Exercise details: Your answer should consist of each line below that contains the string "instance".

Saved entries
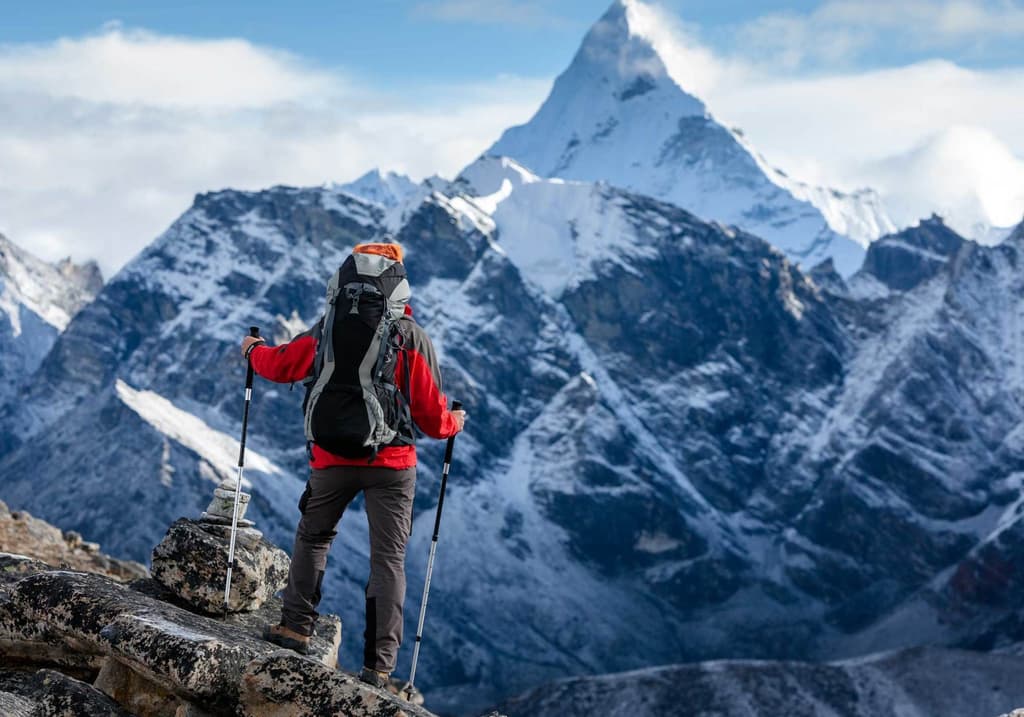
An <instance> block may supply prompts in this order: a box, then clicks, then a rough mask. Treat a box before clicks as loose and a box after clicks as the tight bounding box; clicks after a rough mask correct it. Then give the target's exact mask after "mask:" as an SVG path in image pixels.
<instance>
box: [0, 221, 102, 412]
mask: <svg viewBox="0 0 1024 717" xmlns="http://www.w3.org/2000/svg"><path fill="white" fill-rule="evenodd" d="M101 287H102V277H101V276H100V273H99V268H98V267H97V266H96V264H95V263H94V262H89V263H87V264H84V265H81V266H80V265H77V264H75V263H73V262H72V261H71V260H70V259H65V260H62V261H60V262H58V263H56V264H49V263H47V262H45V261H42V260H41V259H38V258H36V257H35V256H33V255H32V254H31V253H29V252H28V251H26V250H24V249H22V248H20V247H18V246H17V245H16V244H14V243H13V242H11V241H10V240H9V239H7V238H6V237H4V236H3V235H0V345H2V346H3V350H2V351H0V405H3V404H4V403H5V402H7V400H9V399H10V398H12V397H13V396H14V395H15V393H16V390H17V385H18V384H19V383H20V382H22V381H24V380H26V379H27V378H28V377H29V376H31V374H32V373H33V372H34V371H35V370H36V368H37V367H38V366H39V363H40V362H41V361H42V360H43V356H44V355H46V352H47V351H48V350H49V349H50V346H52V345H53V342H54V340H55V339H56V336H57V334H58V333H59V332H61V331H63V329H65V328H66V327H67V326H68V324H69V322H70V321H71V319H72V317H73V315H75V313H76V312H77V311H78V310H79V309H81V308H82V306H84V305H85V304H86V303H88V302H89V301H91V300H92V298H93V297H94V296H95V295H96V294H97V293H98V292H99V290H100V288H101Z"/></svg>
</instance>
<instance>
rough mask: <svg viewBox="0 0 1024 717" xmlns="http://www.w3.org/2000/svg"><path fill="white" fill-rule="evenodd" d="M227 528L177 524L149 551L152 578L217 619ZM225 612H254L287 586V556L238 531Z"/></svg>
mask: <svg viewBox="0 0 1024 717" xmlns="http://www.w3.org/2000/svg"><path fill="white" fill-rule="evenodd" d="M229 536H230V526H229V525H222V524H217V523H209V522H204V521H199V520H190V519H188V518H181V519H179V520H177V521H175V522H174V523H173V524H172V525H171V528H170V529H169V530H168V532H167V535H166V536H165V537H164V539H163V540H162V541H161V542H160V545H158V546H157V547H156V548H155V549H154V551H153V577H154V578H155V579H156V580H157V581H159V582H160V583H161V584H163V585H164V586H165V587H167V588H168V589H169V590H170V591H171V592H173V593H174V594H175V595H177V596H178V597H180V598H181V599H183V600H185V601H186V602H187V603H189V604H190V605H193V606H194V607H195V608H197V609H199V610H202V611H204V613H207V614H209V615H219V614H220V613H221V611H222V610H223V604H224V578H225V577H226V571H227V548H228V541H229ZM234 558H236V567H234V570H233V571H232V572H231V593H230V597H229V599H228V609H229V610H230V611H244V610H253V609H256V608H258V607H259V606H260V605H262V604H263V603H264V602H266V600H267V599H269V598H270V597H271V596H272V595H273V594H274V593H276V592H278V591H279V590H281V589H283V588H284V587H285V585H286V583H287V582H288V565H289V558H288V554H287V553H285V551H283V550H282V549H281V548H279V547H276V546H275V545H273V544H272V543H270V542H269V541H267V540H266V539H265V538H263V535H262V534H261V533H260V532H259V531H256V530H254V529H252V528H245V529H240V530H239V532H238V537H237V540H236V546H234Z"/></svg>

Result of this exercise:
An <instance> block may supply prompts in this order: a box, then clicks, then a rough mask. Treat a box before clicks as loose and a box after clicks as the tight bounding box; clicks after a rough mask correct it. Then give the target's exact mask after "mask:" as an SVG path in image pixels.
<instance>
</instance>
<instance>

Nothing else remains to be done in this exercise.